▶ _Selection_:
begin

He said: "This is very important — to take leisure time. Pace is the essence. Without stopping entirely and doing nothing at all for great periods, you're gonna lose everything. Whether you're an actor, anything, a housewife … there has to be great pauses between highs, where you do nothing at all. You just lay on a bed and stare at the ceiling."

And, "The nine-to-five is one of the greatest atrocities sprung upon mankind. You give your life away to a function that doesn't interest you. This situation so repelled me that I was driven to drink, starvation, and mad females, simply as an alternative."

It's the birthday of a novelist whose writing voice John Updike called "one of the wisest and kindest in American fiction." That's William Maxwell, (books by this author) born in Lincoln, Illinois (1908). He grew up in Lincoln and went to high school in Chicago, and he spent summers on a farm near Portage, Wisconsin. A frequent visitor to the farm was the writer Zona Gale, who had gone off to New York and then come back to write about her hometown. She became the first woman to win the Pulitzer Prize for drama. She was a huge influence on young William, talked to him seriously about writing, and shared her philosophy that writing should find "the mysterious beauty of the commonplace." And Maxwell learned more from Gale than writing style — she supported herself and her parents comfortably with her writing, and she taught him that writing could be a successful career.

He published his first short story in his high school magazine and went on to college at the University of Illinois and Harvard. From there, he went to New York City, where he was soon hired by The New Yorker as a fiction editor. He stayed at The New Yorker for nearly 40 years, from 1936 to 1975, and his career as an editor developed along with his career as a novelist. He wrote six novels, beginning with Bright Center of Heaven (1934), published when he was just 25. Like Gale, he relied on experiences and landscape that he knew well, basing much of his fiction on his boyhood growing up in small-town Illinois.

At The New Yorker, Maxwell was a beloved editor for writers including Eudora Welty, John Cheever, Vladimir Nabokov, John Updike, Frank O'Connor, J.D. Salinger, and Sylvia Townsend Warner. When Salinger finished Catcher in the Rye (1951), he drove to Maxwell's house out in the country and sat on the porch and read his new novel aloud to Maxwell and his wife.

As the poet Michael Collier wrote, "When writing about William Maxwell it is easy to make him sound saintly." But of course there was more to him than that. A small, unathletic, and bookish boy, he didn't have a close male friend until high school, when he became good friends with Jack Scully, who was handsome, popular, and great at sports. They hit it off, and ended up going to the University of Illinois together. But during their sophomore year, they were both involved in a complex love triangle with the daughter of a popular English professor. Maxwell was interested in her and introduced her to Scully, but his friend and the young woman became lovers, and Maxwell was so depressed that he attempted to commit suicide. He turned the experience into fiction in The Folded Leaf, a novel about two boys, Lymie (based on himself) and Spud (Jack Scully), and the girl who comes between them. In the novel, it is the relationship between the boys that is the most intense, and Lymie is devastated by the loss of Spud more than the loss of a possible romance with the girl.

William Maxwell said, "I have liked remembering almost as much as I have liked living."

end

▶ _Problem set_:
1. In the passage, how many years did William Maxwell stay at The New Yorker?
2. Copy the passage from "At The New Yorker, Maxwell" to "and his wife.".
You won't need any of these lines.

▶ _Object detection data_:
begin

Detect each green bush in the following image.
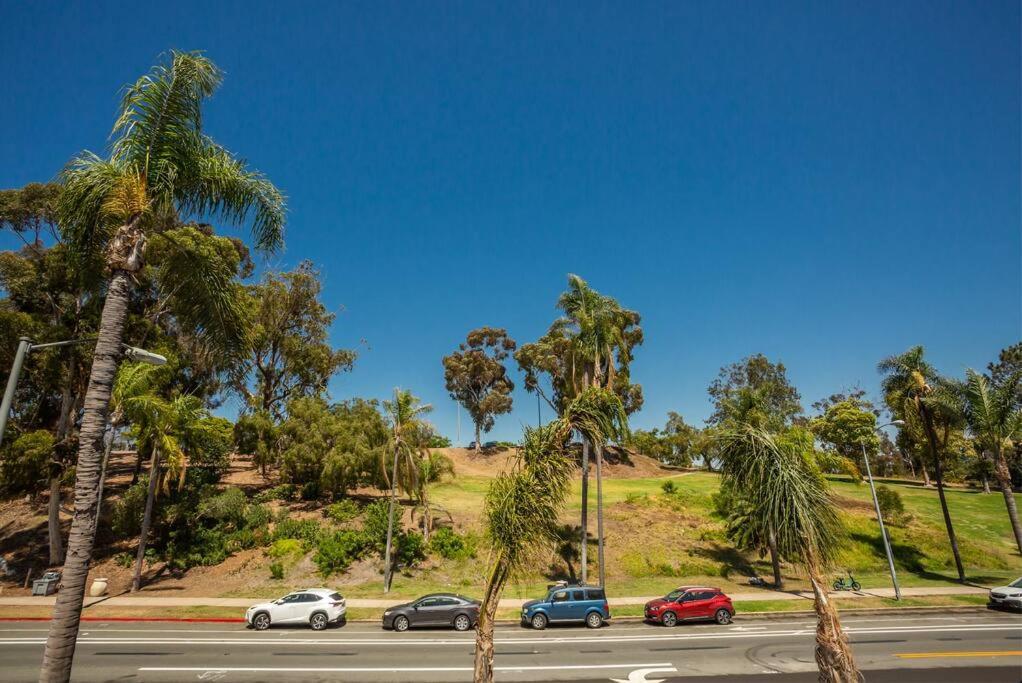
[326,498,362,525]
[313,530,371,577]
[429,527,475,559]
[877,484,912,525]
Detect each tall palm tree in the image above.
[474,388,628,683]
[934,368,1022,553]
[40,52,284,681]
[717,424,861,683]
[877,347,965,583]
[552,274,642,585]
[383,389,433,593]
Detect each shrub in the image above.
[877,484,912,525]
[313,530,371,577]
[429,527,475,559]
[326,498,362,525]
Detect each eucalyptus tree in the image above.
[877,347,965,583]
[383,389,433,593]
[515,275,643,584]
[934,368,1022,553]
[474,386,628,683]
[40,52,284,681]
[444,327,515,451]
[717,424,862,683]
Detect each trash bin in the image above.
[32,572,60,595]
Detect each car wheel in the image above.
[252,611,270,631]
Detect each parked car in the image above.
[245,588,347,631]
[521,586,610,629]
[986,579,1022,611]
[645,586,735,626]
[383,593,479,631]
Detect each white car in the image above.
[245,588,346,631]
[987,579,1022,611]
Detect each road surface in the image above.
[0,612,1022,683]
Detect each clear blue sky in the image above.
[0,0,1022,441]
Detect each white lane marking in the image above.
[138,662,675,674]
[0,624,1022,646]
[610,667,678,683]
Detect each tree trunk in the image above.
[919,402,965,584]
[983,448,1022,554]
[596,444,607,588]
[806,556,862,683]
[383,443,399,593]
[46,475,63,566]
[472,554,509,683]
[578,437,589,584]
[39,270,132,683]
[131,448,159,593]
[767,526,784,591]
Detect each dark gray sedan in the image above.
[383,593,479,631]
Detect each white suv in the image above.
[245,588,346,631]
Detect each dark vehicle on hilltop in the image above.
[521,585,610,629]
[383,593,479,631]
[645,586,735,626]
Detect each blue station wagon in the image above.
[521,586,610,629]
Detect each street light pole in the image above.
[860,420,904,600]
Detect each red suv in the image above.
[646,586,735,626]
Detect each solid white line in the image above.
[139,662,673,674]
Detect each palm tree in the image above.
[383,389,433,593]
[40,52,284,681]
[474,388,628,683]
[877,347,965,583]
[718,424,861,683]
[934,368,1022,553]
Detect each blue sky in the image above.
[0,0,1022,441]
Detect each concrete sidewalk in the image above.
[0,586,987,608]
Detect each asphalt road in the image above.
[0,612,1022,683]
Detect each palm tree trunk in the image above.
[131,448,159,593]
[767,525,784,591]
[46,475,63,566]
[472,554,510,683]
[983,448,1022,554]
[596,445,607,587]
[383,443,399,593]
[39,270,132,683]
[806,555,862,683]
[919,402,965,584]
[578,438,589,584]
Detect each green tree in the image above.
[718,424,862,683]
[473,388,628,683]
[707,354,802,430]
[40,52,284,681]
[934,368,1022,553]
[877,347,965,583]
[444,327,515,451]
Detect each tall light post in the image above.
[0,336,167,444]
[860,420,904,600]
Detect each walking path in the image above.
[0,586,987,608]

end

▶ _Answers to the problems_:
1. Nearly 40 years, from 1936 to 1975.

2.
At The New Yorker, Maxwell was a beloved editor for writers including Eudora Welty, John Cheever, Vladimir Nabokov, John Updike, Frank O'Connor, J.D. Salinger, and Sylvia Townsend Warner. When Salinger finished Catcher in the Rye (1951), he drove to Maxwell's house out in the country and sat on the porch and read his new novel aloud to Maxwell and his wife.